::: Data supplied
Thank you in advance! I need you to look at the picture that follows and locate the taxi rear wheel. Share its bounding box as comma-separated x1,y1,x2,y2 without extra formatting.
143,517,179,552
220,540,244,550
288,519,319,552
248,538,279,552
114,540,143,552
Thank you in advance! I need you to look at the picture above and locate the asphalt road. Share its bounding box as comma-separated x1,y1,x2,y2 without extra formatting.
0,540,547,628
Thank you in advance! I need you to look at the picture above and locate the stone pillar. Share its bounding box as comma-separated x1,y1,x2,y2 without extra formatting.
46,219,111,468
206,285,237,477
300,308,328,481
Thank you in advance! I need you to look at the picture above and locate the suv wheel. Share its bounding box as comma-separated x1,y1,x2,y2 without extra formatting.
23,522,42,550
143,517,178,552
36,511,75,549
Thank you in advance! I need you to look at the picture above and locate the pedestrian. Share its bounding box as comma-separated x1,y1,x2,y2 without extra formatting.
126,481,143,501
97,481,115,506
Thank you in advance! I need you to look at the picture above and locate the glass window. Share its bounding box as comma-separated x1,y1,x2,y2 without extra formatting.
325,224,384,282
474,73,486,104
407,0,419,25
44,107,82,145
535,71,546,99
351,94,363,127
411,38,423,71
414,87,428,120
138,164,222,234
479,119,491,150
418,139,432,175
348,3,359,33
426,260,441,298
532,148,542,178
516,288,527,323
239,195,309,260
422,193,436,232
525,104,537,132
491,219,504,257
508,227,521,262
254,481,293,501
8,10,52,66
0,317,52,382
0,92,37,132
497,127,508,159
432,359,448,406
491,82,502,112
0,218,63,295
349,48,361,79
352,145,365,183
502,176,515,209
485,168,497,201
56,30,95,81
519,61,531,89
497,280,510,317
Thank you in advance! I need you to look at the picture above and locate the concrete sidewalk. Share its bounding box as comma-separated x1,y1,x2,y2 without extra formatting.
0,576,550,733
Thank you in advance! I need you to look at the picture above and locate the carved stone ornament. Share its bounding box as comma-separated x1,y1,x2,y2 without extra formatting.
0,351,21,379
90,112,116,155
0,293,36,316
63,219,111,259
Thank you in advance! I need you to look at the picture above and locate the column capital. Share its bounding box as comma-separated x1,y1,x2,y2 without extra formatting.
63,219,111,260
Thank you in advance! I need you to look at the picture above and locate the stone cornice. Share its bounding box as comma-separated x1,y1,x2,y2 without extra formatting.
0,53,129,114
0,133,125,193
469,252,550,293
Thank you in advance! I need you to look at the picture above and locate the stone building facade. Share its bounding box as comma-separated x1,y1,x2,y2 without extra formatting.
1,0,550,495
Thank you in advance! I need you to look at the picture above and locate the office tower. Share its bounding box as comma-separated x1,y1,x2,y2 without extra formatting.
::::::
What you need to do
Render the lines above as a JSON list of strings, one string per line, leaving out blank lines.

Correct output
[
  "Thank you in advance! I need you to look at the picture that follows and locate the taxi rear wheel. Share its bounding box as comma-separated x1,y1,x2,y2 without extra formatting.",
  "143,517,179,552",
  "220,540,244,550",
  "288,519,319,552",
  "248,538,279,552",
  "114,540,143,552",
  "Thank you in advance! I need you to look at the picture above and locate the asphalt road. Share its bounding box as comma-separated x1,y1,x2,y2 without extra formatting.",
  "0,540,547,628",
  "Thank you in advance! I need you to look at the picture above and locate the stone pillar. Share its bounding box as comma-separated x1,y1,x2,y2 without extra formatting.",
  "46,219,111,468",
  "206,285,237,477",
  "300,308,328,481",
  "Thank you in advance! I need you to look at the picture above and locate the suv wheel. Share its bounding box as comma-separated x1,y1,x2,y2 without extra formatting.",
  "23,522,42,550",
  "143,517,178,552",
  "36,511,75,549",
  "Thank you in advance! I need you to look at the picture above and locate the pedestrian. Share its bounding box as comma-separated x1,y1,x2,y2 without extra formatting.",
  "126,481,143,501",
  "97,481,115,506",
  "Thank you in advance! I need you to look at the picture above and locate the glass window. Share its bounding box as comma-separated x1,y1,x2,y2 without extra formatting.",
  "325,224,384,282",
  "474,73,486,104",
  "407,0,419,25",
  "44,107,82,145",
  "535,71,546,99",
  "351,94,363,127",
  "411,38,423,71",
  "414,87,428,120",
  "138,164,222,234",
  "479,119,491,150",
  "418,139,432,175",
  "348,3,359,33",
  "426,260,441,298",
  "532,148,542,178",
  "516,288,527,323",
  "239,195,309,260",
  "422,193,436,232",
  "525,104,537,132",
  "491,219,504,257",
  "508,227,521,262",
  "254,481,293,501",
  "8,10,52,66",
  "0,317,52,382",
  "0,92,37,132",
  "497,127,508,159",
  "432,359,448,406",
  "491,82,502,112",
  "0,218,63,295",
  "349,48,361,79",
  "352,145,365,183",
  "502,176,515,209",
  "485,168,497,201",
  "56,30,95,81",
  "519,61,531,89",
  "497,280,510,317",
  "Thank you in advance! I need you to look at the picture above and locate the concrete sidewalk. Share its bounding box as comma-separated x1,y1,x2,y2 without extra formatting.",
  "0,576,550,733",
  "Thank you in advance! I need you to look at the picture above and locate the carved stone ornament. Share its bounding box as comma-separated x1,y1,x2,y2 without extra formatting.",
  "0,351,21,379",
  "90,112,116,155",
  "0,293,36,316",
  "63,219,111,259",
  "Thank you in advance! I need you to look at the picture above and locate the column capital. Share its bounding box as comma-separated x1,y1,x2,y2 without extra formatting.",
  "63,219,111,260",
  "Thank you in advance! I need you to look at the picture above and locate the stone cornice. Share its bounding box as comma-separated x1,y1,x2,y2 without extra formatting.",
  "0,53,129,114",
  "0,133,125,193",
  "469,252,550,293",
  "Thank you in advance! I need you to look at the picture above and locate the stone building facade. Share its bounding box as comma-separated x1,y1,x2,y2 without extra formatting.",
  "1,0,550,495",
  "Thank you in advance! I need you to look at the picture above and locate the office tower. Share its bounding box as comma-separated x1,y1,x2,y2 without extra formatting."
]